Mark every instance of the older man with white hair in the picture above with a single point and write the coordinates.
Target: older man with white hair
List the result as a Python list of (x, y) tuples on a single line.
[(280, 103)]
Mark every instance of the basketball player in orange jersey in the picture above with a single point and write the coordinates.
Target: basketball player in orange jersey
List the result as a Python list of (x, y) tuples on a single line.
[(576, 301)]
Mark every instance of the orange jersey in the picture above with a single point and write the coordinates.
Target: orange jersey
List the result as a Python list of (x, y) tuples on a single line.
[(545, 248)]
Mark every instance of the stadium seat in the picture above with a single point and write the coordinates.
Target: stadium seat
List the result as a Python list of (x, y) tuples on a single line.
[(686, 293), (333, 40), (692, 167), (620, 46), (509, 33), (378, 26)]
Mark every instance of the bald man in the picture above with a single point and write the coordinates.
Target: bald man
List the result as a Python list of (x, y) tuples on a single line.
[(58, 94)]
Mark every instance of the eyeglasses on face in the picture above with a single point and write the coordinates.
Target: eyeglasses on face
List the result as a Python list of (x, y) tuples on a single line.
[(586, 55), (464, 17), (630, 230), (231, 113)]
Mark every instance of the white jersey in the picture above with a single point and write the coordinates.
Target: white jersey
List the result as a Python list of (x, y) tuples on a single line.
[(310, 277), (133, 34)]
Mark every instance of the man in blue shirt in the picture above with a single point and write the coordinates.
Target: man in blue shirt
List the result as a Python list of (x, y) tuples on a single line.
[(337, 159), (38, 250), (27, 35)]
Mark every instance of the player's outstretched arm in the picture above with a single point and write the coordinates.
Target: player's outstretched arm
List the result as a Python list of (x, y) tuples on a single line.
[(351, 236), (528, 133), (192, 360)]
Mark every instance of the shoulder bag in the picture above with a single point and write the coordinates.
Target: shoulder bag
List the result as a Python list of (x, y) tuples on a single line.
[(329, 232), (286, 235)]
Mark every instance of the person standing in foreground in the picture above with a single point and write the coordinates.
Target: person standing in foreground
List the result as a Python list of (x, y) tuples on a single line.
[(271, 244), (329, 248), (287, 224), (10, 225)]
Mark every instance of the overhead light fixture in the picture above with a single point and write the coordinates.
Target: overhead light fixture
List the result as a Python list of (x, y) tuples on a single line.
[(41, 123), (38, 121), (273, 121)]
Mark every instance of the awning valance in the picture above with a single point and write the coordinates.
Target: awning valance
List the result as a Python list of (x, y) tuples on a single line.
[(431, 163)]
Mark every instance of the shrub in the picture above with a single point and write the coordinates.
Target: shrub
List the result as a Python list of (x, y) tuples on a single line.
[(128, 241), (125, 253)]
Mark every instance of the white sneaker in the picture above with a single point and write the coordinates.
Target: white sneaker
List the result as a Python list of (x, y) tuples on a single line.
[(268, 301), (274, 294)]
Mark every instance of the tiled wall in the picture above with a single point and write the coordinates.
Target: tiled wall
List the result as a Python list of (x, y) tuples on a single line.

----------

▶ _Directive_
Reproduce all of the records above verbatim, keeping every line unchanged and in the same order.

▶ _Output of the exercise_
Mark every instance of the older man with white hair in the picture above with a single point and write the coordinates.
Target: older man with white hair
List the result as a Python list of (x, y) tuples on a single line.
[(280, 103)]
Mark every instance of the basketball player in orange jersey in the picture above with a single point and write the coordinates.
Target: basketball player in orange jersey
List the result as a Python list of (x, y) tuples on a single line.
[(576, 301)]
Mark every instance of the orange jersey in the picture above with a single point and write the coordinates.
Target: orange jersey
List the result as a Python list of (x, y) tuples on a single line.
[(545, 248)]
Mark every instance of the stadium seat in the picture above with a single point and write the coordinates.
Target: stadium seat
List the result as a Python list of (x, y) tuples on a single line.
[(686, 293), (333, 40), (692, 167), (620, 46), (509, 33), (378, 26)]
Mark every instance of the bald man in the picture above with a single point and write the coordinates.
Target: bald man
List the result as a Python list of (x, y) tuples on a single line.
[(58, 94)]
Mark every instance of the eyeglasses on face in the picture above with a single point and write the coordinates.
Target: eyeglasses on face
List the result as a Python list of (x, y) tuples on a single line.
[(586, 55), (464, 17), (630, 230), (231, 113)]
Mark every instance of the white jersey in the picture above with a single point and write the coordinates.
Target: white jersey
List the result as a Python list of (x, y) tuples on a single line.
[(310, 277), (133, 34)]
Mark every instance of the man in blue shirt in the picture above with a single point and write the coordinates.
Target: man in blue shirt
List the result as a Python list of (x, y) tuples on a single line.
[(337, 159), (38, 250), (27, 35)]
Mark every instance of the player's outstretched arm in the picture above with a single point and write the coordinates.
Target: player's outstretched arm
List the result as a Python list of (x, y) tuples on a single line.
[(351, 236), (528, 133), (192, 360)]
Mark every instance of the shoulder bag in the picture above with a single point and write the coordinates.
Target: shoulder bag
List the result as a Python list of (x, y) tuples on a single line.
[(329, 232), (286, 235)]
Mark every instance of the person standing in foreground in the picture above with a single point and write the coordinates.
Target: person standing in foreground
List the result as a Python list of (x, y) tuples on a single line.
[(271, 244), (329, 248), (287, 224), (10, 225)]
Mark every instance of the overhead light fixture in the picture above with a single point and write the coordinates.
Target: overhead light fixture
List the result as a Python list of (x, y) tuples on a single line.
[(41, 123), (38, 121), (273, 121)]
Mark every instance of the awning valance in the picture above with a single point and write the coordinates.
Target: awning valance
List the result as a Python list of (x, y) tuples on a single line.
[(431, 163)]
Mark every instance of the shrub in the picture above with a single point and write the coordinates.
Target: shrub
List the result as a Python list of (x, y) tuples on a single line.
[(128, 241), (125, 253)]
Mark every instance of the white sneaker in the picture above with a single point and write the coordinates.
Target: white sneaker
List the result as a Python list of (x, y) tuples on a single line.
[(268, 301), (274, 294)]
Mark every instance of the tiled wall in the picture above with a single point and write the coordinates.
Target: tiled wall
List the result as a Python list of (x, y) tuples on a single line.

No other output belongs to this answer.